**Task directions**
Everything from the line containing "If you could drop a marker on the doorway" down to the last line of the entries below must be transcribed exactly, and nothing else.
+++ Listed records +++
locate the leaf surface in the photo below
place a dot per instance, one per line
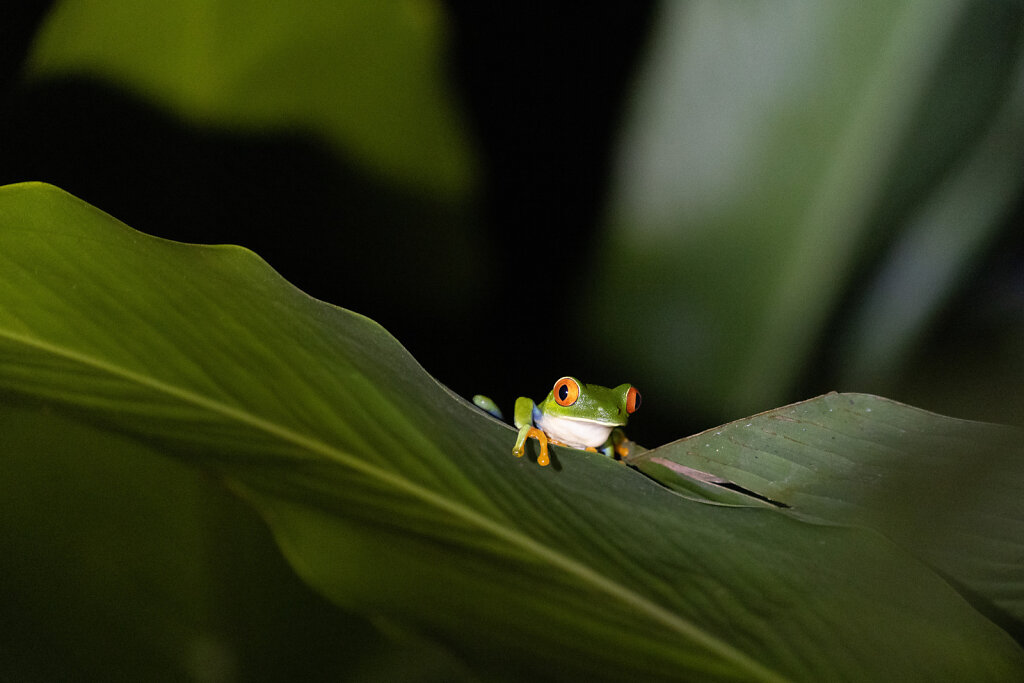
(396, 499)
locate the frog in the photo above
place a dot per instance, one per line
(589, 417)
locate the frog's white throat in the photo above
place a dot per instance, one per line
(576, 432)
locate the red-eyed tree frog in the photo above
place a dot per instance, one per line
(577, 415)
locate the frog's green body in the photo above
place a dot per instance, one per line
(581, 416)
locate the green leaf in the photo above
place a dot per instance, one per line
(398, 500)
(755, 184)
(949, 491)
(367, 76)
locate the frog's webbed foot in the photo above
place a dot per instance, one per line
(520, 444)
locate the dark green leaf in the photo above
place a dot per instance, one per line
(396, 499)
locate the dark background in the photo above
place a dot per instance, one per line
(544, 89)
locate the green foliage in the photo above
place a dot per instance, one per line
(366, 76)
(395, 499)
(794, 172)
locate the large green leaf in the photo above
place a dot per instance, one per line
(396, 499)
(950, 491)
(756, 183)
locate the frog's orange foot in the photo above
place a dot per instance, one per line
(623, 449)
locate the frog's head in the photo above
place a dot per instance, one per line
(591, 402)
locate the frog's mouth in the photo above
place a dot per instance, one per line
(577, 432)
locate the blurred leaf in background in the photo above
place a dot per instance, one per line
(400, 501)
(797, 176)
(367, 76)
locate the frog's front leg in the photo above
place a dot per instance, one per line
(617, 444)
(523, 419)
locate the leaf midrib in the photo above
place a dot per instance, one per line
(615, 590)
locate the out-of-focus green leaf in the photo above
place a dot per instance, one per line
(942, 241)
(396, 499)
(119, 563)
(368, 76)
(949, 491)
(763, 145)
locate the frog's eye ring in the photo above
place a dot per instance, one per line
(632, 400)
(566, 391)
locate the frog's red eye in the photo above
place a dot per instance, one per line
(632, 400)
(566, 391)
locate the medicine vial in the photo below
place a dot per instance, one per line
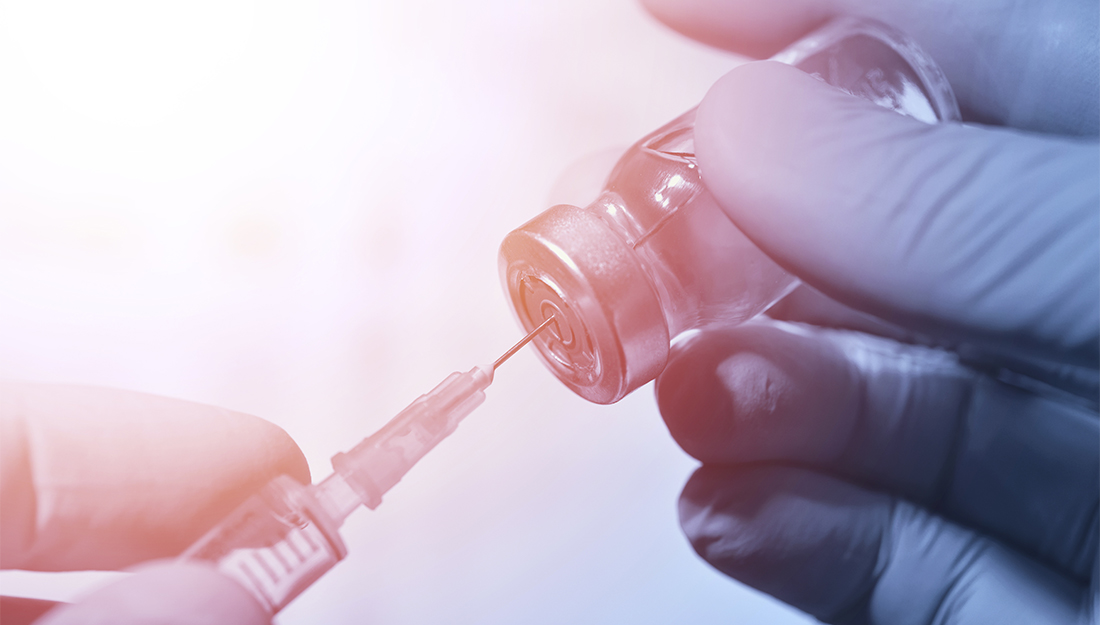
(655, 255)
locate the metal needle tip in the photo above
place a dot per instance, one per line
(523, 342)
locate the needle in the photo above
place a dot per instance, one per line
(523, 342)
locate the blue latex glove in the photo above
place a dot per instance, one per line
(866, 480)
(101, 479)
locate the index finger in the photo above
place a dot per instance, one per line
(1027, 65)
(103, 479)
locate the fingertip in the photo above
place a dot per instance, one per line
(802, 537)
(754, 29)
(751, 131)
(758, 392)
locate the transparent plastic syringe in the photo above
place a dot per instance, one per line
(284, 538)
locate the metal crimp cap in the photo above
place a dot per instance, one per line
(609, 335)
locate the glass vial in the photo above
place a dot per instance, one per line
(653, 255)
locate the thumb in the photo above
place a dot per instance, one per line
(983, 234)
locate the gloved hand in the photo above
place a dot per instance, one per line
(865, 480)
(99, 479)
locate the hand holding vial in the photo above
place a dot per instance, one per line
(857, 478)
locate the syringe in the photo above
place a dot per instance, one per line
(284, 538)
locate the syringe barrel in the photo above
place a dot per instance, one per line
(275, 545)
(374, 465)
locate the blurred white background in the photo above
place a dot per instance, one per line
(293, 209)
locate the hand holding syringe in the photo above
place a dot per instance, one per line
(283, 539)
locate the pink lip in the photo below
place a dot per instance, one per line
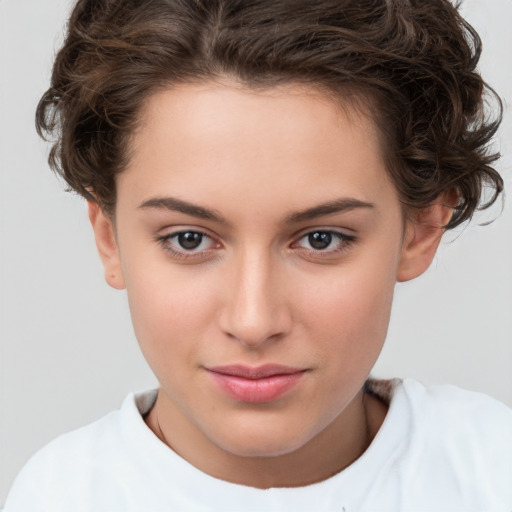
(255, 384)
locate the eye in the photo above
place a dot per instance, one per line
(187, 243)
(325, 241)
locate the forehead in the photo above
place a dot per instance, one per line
(204, 139)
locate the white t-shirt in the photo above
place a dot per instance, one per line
(439, 449)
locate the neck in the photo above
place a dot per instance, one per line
(333, 449)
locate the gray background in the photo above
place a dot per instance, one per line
(67, 351)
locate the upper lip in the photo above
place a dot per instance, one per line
(254, 373)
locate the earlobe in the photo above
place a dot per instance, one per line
(423, 234)
(107, 245)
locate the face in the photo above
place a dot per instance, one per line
(259, 239)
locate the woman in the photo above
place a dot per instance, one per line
(259, 175)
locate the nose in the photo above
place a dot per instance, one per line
(255, 310)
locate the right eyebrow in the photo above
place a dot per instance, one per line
(178, 205)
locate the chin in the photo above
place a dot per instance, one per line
(260, 444)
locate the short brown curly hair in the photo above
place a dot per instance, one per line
(415, 60)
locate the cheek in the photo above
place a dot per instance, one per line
(349, 308)
(171, 309)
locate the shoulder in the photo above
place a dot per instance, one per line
(77, 462)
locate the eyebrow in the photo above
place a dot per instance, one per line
(336, 206)
(329, 208)
(177, 205)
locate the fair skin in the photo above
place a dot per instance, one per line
(296, 238)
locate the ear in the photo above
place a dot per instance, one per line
(106, 243)
(423, 233)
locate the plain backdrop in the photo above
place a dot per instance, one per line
(67, 351)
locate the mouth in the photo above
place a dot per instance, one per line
(260, 384)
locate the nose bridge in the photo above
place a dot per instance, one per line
(254, 312)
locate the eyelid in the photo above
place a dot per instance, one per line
(165, 236)
(344, 242)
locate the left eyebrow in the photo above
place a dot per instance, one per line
(337, 206)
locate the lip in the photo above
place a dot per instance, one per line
(256, 385)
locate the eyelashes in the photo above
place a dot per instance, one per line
(196, 245)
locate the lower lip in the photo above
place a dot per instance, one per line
(256, 391)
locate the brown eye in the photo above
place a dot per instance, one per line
(190, 240)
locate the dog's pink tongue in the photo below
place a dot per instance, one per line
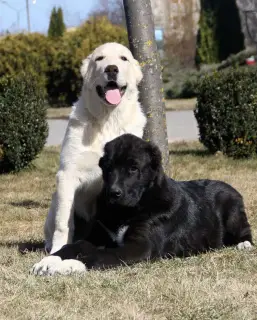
(113, 96)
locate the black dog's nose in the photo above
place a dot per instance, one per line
(115, 192)
(112, 72)
(111, 69)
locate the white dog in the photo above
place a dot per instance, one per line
(108, 107)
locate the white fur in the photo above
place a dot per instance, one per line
(246, 245)
(53, 265)
(92, 123)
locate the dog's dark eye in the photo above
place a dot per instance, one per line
(133, 169)
(99, 58)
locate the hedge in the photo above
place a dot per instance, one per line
(226, 112)
(23, 122)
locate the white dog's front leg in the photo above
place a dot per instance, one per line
(64, 217)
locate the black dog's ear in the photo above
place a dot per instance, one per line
(101, 162)
(156, 157)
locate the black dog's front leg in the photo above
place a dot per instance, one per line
(131, 252)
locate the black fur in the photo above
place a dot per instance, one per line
(166, 218)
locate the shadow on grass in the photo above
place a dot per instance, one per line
(191, 152)
(29, 204)
(25, 247)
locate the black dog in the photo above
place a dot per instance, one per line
(142, 214)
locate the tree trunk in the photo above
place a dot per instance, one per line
(140, 27)
(248, 16)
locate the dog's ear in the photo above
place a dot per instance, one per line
(85, 66)
(101, 162)
(137, 71)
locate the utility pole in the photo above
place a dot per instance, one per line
(28, 17)
(142, 43)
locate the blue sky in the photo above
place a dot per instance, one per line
(75, 11)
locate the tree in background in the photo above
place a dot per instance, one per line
(180, 37)
(207, 46)
(56, 26)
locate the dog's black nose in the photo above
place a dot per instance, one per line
(112, 72)
(111, 68)
(115, 192)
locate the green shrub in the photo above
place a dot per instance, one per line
(32, 53)
(22, 121)
(226, 112)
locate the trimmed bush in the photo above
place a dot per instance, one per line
(226, 112)
(23, 122)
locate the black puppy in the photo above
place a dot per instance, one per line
(142, 214)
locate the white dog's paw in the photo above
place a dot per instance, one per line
(246, 245)
(51, 265)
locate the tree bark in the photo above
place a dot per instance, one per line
(140, 28)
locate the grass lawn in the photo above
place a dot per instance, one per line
(171, 105)
(217, 285)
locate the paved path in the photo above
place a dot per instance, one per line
(181, 125)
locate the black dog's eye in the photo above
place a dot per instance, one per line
(99, 58)
(133, 169)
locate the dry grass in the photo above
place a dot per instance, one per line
(58, 113)
(171, 105)
(217, 285)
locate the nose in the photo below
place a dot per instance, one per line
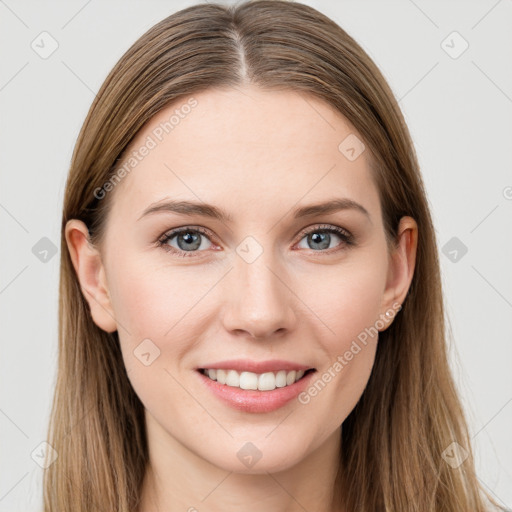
(259, 301)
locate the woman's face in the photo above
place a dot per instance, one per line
(258, 275)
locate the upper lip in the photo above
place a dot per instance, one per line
(247, 365)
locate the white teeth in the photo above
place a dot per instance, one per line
(221, 376)
(280, 379)
(249, 380)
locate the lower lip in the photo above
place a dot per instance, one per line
(248, 400)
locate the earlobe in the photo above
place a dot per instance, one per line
(401, 265)
(91, 274)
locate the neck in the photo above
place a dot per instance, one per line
(180, 480)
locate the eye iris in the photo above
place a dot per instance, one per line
(190, 238)
(316, 238)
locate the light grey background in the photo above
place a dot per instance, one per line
(459, 111)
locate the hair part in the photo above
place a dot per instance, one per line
(97, 421)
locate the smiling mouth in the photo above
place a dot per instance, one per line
(267, 381)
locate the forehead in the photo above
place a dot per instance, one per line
(246, 149)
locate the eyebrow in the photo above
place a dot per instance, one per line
(190, 208)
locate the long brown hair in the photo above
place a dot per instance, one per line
(409, 414)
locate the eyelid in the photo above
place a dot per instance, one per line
(346, 236)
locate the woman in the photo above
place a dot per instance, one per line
(251, 313)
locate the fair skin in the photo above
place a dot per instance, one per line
(258, 155)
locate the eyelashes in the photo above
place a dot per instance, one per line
(163, 242)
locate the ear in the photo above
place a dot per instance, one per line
(402, 261)
(91, 274)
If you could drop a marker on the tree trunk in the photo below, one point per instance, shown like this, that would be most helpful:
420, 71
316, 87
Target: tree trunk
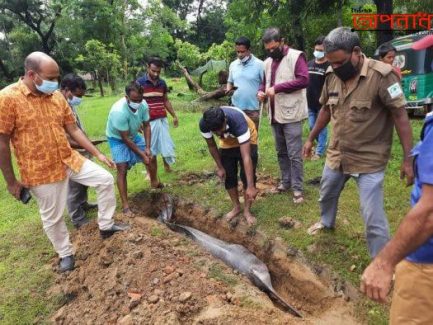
204, 95
101, 88
384, 34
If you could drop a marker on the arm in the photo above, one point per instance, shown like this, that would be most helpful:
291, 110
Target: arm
74, 131
14, 187
133, 146
170, 109
414, 230
321, 122
147, 138
300, 81
245, 149
404, 131
213, 150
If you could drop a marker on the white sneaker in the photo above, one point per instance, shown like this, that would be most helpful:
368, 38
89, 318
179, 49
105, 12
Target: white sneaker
316, 228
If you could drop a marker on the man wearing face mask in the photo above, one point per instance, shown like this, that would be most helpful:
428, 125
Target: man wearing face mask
35, 118
286, 77
127, 117
316, 71
363, 100
246, 73
73, 89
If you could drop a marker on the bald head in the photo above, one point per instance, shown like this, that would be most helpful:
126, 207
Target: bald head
36, 61
39, 67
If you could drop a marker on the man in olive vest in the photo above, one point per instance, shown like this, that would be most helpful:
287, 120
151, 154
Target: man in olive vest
286, 77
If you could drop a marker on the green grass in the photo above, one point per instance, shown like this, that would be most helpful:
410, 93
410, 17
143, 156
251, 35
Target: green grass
26, 254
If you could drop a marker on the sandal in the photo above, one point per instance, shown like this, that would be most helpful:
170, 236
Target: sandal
298, 198
128, 213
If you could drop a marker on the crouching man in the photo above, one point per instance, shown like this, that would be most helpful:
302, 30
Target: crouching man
238, 146
127, 117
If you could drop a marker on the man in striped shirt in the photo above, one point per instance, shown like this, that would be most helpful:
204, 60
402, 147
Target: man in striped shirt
155, 93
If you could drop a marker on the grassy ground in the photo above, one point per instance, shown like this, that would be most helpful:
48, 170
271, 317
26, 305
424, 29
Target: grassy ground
25, 252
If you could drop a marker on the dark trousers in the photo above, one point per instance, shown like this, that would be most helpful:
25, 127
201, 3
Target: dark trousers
231, 158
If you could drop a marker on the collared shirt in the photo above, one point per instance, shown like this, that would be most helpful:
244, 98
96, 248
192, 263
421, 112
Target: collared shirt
239, 129
36, 125
361, 117
155, 96
247, 77
121, 118
299, 82
423, 168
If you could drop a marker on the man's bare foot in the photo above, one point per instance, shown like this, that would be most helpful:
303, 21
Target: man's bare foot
251, 220
167, 168
233, 213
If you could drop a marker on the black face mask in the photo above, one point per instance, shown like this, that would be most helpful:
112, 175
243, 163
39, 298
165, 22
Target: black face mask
346, 71
276, 54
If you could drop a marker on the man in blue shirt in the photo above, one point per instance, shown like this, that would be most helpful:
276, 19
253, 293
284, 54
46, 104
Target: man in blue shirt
245, 77
411, 248
128, 116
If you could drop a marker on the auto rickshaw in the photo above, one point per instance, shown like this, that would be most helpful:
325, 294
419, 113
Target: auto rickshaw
414, 57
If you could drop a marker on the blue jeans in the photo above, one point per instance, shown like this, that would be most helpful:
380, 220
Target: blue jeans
321, 139
370, 186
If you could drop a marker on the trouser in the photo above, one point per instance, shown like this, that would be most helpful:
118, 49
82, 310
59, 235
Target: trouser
288, 143
370, 186
51, 199
230, 159
412, 301
254, 115
76, 199
321, 138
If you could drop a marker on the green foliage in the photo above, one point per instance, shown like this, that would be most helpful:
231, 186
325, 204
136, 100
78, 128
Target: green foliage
188, 54
223, 51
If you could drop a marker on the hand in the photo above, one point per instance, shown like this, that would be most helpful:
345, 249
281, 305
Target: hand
376, 280
221, 173
251, 193
261, 96
308, 146
406, 170
270, 92
175, 121
105, 160
15, 189
147, 155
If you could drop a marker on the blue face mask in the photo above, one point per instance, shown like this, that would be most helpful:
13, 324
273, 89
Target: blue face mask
47, 86
75, 101
134, 106
319, 54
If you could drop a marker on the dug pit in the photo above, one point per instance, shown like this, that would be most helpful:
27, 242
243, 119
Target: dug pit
152, 275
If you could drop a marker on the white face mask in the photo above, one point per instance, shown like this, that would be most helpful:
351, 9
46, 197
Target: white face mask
134, 106
319, 54
75, 101
245, 59
47, 86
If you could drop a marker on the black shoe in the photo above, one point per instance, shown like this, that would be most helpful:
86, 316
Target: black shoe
66, 263
89, 206
115, 228
81, 223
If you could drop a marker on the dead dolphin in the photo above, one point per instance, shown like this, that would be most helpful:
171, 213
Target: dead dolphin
239, 258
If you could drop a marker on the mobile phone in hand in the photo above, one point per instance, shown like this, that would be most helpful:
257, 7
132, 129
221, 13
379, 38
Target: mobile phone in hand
25, 195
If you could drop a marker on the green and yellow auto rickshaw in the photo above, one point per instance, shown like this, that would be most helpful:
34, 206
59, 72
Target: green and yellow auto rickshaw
414, 57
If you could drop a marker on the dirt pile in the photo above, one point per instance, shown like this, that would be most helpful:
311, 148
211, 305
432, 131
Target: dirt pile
151, 275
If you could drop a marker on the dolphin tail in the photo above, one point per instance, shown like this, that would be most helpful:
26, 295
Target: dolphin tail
275, 296
284, 304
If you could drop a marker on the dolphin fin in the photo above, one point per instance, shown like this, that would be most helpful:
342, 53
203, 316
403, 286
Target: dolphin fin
275, 296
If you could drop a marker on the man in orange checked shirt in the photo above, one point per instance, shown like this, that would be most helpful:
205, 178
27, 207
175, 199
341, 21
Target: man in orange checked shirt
35, 118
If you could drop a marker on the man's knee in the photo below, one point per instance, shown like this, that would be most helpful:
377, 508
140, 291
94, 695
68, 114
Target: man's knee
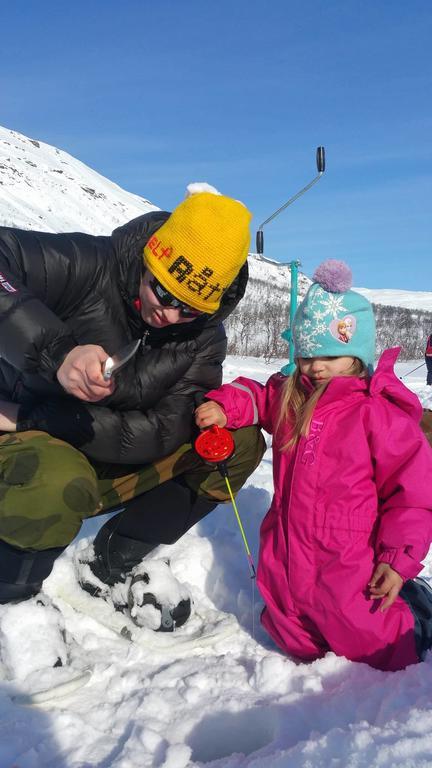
46, 490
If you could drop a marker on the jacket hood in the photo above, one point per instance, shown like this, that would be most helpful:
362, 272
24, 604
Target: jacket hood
385, 382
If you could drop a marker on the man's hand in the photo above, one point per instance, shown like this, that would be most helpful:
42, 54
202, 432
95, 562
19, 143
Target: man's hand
387, 583
8, 416
210, 413
80, 374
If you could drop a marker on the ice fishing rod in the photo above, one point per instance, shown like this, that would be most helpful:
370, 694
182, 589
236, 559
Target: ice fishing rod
293, 265
410, 372
215, 445
320, 161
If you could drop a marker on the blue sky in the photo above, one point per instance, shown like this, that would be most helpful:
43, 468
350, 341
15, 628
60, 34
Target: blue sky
240, 93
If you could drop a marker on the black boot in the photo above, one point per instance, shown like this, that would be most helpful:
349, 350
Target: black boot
22, 571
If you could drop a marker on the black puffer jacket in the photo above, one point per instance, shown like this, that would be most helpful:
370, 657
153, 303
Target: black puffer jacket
60, 290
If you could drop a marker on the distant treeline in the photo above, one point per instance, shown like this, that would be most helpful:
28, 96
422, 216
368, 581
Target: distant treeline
256, 325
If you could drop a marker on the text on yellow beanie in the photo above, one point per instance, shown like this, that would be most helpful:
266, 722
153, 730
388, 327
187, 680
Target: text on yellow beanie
200, 249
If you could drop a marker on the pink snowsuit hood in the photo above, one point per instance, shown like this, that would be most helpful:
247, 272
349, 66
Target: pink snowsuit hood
351, 494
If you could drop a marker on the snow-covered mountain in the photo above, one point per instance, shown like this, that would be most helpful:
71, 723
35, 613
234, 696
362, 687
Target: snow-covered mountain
44, 188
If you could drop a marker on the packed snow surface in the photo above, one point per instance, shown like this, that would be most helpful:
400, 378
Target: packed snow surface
217, 693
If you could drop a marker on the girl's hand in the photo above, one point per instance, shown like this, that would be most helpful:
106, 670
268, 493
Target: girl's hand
387, 583
210, 413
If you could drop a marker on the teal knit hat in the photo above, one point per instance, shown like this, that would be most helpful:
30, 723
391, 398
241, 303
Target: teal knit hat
332, 320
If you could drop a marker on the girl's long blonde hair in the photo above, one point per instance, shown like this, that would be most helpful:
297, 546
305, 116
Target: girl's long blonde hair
298, 408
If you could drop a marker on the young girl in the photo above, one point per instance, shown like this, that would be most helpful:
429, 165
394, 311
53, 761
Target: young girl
351, 516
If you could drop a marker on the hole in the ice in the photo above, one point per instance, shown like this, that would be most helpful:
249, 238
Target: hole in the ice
225, 733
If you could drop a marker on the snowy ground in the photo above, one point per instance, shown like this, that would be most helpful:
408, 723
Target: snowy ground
217, 693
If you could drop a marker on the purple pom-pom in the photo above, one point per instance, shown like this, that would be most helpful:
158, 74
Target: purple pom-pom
334, 276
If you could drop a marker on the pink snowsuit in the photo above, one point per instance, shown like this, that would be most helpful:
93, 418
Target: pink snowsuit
351, 494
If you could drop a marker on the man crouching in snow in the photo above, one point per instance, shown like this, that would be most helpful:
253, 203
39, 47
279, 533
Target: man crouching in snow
74, 445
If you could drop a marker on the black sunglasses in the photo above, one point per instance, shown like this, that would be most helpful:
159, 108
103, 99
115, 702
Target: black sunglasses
166, 299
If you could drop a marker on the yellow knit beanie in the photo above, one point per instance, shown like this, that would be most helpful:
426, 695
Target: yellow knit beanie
201, 248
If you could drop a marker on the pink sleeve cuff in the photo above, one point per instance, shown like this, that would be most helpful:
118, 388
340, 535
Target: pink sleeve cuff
401, 562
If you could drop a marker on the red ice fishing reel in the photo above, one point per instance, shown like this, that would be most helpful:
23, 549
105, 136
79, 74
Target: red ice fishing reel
215, 444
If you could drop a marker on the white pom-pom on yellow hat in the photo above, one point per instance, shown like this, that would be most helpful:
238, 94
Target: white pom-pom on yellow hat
201, 248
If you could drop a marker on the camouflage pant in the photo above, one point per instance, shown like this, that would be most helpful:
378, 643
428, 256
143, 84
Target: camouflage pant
47, 487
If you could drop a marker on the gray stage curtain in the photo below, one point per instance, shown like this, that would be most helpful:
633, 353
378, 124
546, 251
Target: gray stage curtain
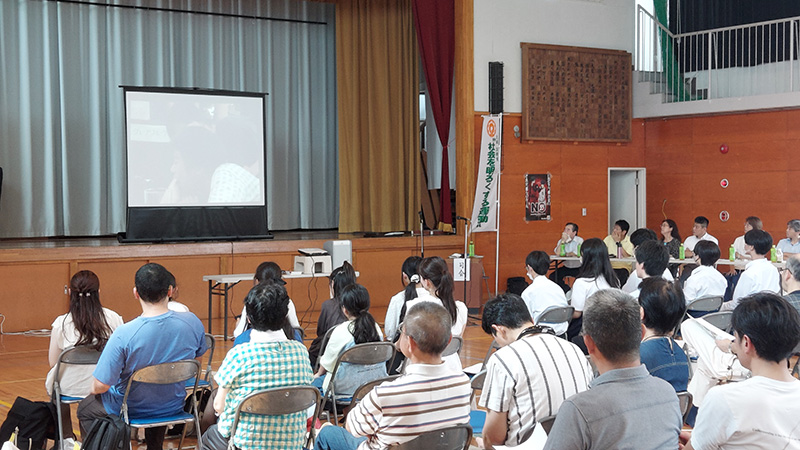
61, 108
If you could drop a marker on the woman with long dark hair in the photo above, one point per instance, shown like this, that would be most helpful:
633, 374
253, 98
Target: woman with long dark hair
595, 274
395, 313
359, 328
87, 323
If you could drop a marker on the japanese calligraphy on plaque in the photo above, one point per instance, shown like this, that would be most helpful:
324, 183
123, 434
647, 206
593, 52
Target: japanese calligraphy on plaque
575, 93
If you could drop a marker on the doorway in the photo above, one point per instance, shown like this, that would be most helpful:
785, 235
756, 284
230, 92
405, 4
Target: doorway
627, 196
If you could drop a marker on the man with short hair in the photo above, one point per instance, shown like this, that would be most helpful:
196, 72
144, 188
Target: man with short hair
529, 377
790, 280
429, 396
542, 293
620, 246
157, 336
571, 241
791, 245
762, 411
639, 237
759, 274
626, 407
705, 280
699, 233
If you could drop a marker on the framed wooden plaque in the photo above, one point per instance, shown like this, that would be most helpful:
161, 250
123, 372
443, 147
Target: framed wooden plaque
576, 93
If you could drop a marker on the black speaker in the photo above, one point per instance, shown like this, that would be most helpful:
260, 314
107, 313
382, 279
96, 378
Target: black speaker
+++
**Solution**
If you could drop a marker on the doorway in the photo above, one point per instance, shown like this, that would be most helpful:
785, 235
756, 284
230, 92
405, 4
Target: doorway
627, 196
If you could drop a marker on the man with short hair in the photo above, one point per instance, shown like this, that would be most helpful:
196, 72
144, 188
Target: man with short hair
529, 377
790, 280
429, 396
542, 293
620, 246
157, 336
571, 241
791, 245
762, 411
639, 237
759, 274
626, 407
705, 280
699, 233
If you could drop a marker on the framed wooden plaque in the photo above, one point per instance, shown like this, that would be most helpful:
161, 250
123, 372
443, 147
Target: framed wooden plaque
576, 93
If you could drop a marker on the black speaker in the photo above, one point per instance, shown like this, that would be most helpful:
260, 314
107, 313
382, 279
96, 378
Target: black speaker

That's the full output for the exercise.